------ KUTIPAN TERPILIH

EKBIS.CO, JAKARTA -- Otoritas Jasa Keuangan (OJK) menilai bisnis layanan urun dana atau equity crowdfunding berpotensi tumbuh pada tahun ini. Hal ini seiring banyaknya penyelenggara yang antre untuk memperoleh izin.
Kepala Departemen Pengawasan Pasar Modal 2B OJK Ona Retnesti Swaminingrum mengatakan pihaknya telah membuka kembali kanal perizinan penyelenggara layanan urun dana, setelah sempat ditutup pada 2020 akibat pandemi Covid-19. Tak lama, terdapat 19 perusahaan yang berada dalam antrean proses izin.
“Terdapat 16 calon penyelenggara yang berada dalam proses untuk memperoleh izin equity crowdfunding. Lalu, sebanyak tiga perusahaan lainnya sedang menjalani proses perizinan securities crowdfunding,” ujarnya saat konferensi pers virtual OJK, Rabu (27/1).
Menurutnya sebanyak 34 sudah terdapat perusahaan yang mengajukan untuk menjadi anggota Asosiasi Layanan Urun Dana Indonesia (ALUDI) yang beranggotakan 20 penyelenggara.
“Animo para penyelenggara layanan urun dana itu setidaknya dipicu oleh dua hal, yakni dibukanya kanal pengajuan izin dan terbitnya Peraturan OJK (POJK) 57/2020 tentang Penawaran Efek Melalui Layanan Urun Dana Berbasis Teknologi Informasi. Aturan itu menjadi payung hukum penyelenggaraan securities crodfunding,” ucapnya.

------------
------ DATA HASIL EKSTRAKSI

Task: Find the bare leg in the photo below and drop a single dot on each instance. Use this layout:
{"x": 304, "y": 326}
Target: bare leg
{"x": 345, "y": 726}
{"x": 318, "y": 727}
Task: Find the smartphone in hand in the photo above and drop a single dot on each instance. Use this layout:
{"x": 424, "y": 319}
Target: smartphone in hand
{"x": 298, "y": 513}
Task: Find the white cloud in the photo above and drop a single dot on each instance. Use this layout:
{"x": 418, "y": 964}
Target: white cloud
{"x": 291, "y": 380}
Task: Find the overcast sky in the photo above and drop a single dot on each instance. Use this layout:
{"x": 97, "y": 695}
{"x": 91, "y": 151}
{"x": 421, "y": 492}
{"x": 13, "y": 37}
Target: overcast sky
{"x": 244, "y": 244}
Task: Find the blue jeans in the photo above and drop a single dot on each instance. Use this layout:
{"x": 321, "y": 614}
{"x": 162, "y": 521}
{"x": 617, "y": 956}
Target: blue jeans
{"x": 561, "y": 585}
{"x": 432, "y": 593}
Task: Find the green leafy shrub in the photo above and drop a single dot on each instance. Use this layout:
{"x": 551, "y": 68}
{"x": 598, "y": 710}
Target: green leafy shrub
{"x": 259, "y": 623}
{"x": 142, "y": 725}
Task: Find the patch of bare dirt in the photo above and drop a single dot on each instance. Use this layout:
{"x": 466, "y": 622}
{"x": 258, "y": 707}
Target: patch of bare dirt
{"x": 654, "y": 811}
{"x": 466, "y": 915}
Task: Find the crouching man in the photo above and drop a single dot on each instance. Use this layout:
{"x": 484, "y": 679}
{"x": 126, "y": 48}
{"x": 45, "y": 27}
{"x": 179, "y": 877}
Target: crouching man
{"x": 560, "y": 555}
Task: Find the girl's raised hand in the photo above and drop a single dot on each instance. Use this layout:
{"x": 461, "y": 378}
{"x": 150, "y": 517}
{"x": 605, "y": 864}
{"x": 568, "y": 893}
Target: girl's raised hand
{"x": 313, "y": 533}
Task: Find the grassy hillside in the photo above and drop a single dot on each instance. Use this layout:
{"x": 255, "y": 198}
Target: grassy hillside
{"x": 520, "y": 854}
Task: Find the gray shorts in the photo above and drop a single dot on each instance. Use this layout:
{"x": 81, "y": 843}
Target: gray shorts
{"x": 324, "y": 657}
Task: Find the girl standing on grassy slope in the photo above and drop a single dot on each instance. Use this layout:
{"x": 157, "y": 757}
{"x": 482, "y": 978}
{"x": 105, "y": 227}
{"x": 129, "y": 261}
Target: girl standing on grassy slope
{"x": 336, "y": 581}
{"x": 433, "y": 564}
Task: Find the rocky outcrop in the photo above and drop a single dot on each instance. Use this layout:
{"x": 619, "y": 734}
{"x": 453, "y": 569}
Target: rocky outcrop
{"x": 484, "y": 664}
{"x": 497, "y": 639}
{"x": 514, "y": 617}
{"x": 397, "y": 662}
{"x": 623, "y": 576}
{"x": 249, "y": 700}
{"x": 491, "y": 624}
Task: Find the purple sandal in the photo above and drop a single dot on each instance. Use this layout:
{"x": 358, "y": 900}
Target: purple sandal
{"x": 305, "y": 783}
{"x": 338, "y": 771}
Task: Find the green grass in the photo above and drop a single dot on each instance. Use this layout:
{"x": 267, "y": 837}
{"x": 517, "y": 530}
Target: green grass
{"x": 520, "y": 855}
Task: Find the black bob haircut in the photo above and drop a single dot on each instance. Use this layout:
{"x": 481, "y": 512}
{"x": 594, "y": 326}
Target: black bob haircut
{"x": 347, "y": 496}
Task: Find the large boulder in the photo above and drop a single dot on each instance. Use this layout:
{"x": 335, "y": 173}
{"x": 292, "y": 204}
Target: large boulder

------------

» PETUNJUK PENGERJAAN:
[1] Tentukan apakah setiap pernyataan berikut sesuai dengan artikel tentang layanan urun dana. Jawab ya atau tidak, lalu kutip kata-kata dari artikel yang menjadi penentunya.
(a) Kanal perizinan penyelenggara layanan urun dana pernah ditutup pada 2020 karena pandemi Covid-19.
(b) Sebanyak 19 calon penyelenggara sedang berproses untuk memperoleh izin equity crowdfunding.
(c) Konferensi pers OJK tersebut diselenggarakan secara tatap muka.
[2] Tuliskan lanjutan artikel tentang layanan urun dana, dimulai setelah kalimat terakhirnya.

» JAWABAN:
[1]
(a) Ya: "setelah sempat ditutup pada 2020 akibat pandemi Covid-19"
(b) Tidak: "Terdapat 16 calon penyelenggara yang berada dalam proses untuk memperoleh izin equity crowdfunding."
(c) Tidak: "ujarnya saat konferensi pers virtual OJK"

[2]
Ona menilai terbitnya kebijakan itu memberikan kepastian hukum dan perlindungan bagi para pemodal. Selain itu, penyelenggara equity dan securities crowdfunding pun dituntut untuk meningkatkan tata kelola perusahaan yang baik atau good corporate governance (GCG).
Ke depan otoritas pun meyakini bisnis layanan urun dana akan meningkat dengan pasti, terlebih saat memasuki masa pemulihan ekonomi. Menurut Ona, POJK baru mengenai layanan urun dana itu memberikan kesempatan bagi UMKM untuk memperoleh modal melalui mekanisme penawaran efek.
"UMKM perlu diberikan suatu kesempatan mencari pendanaan di pasar modal, terutama melalui crowdfunding ini," ucapnya.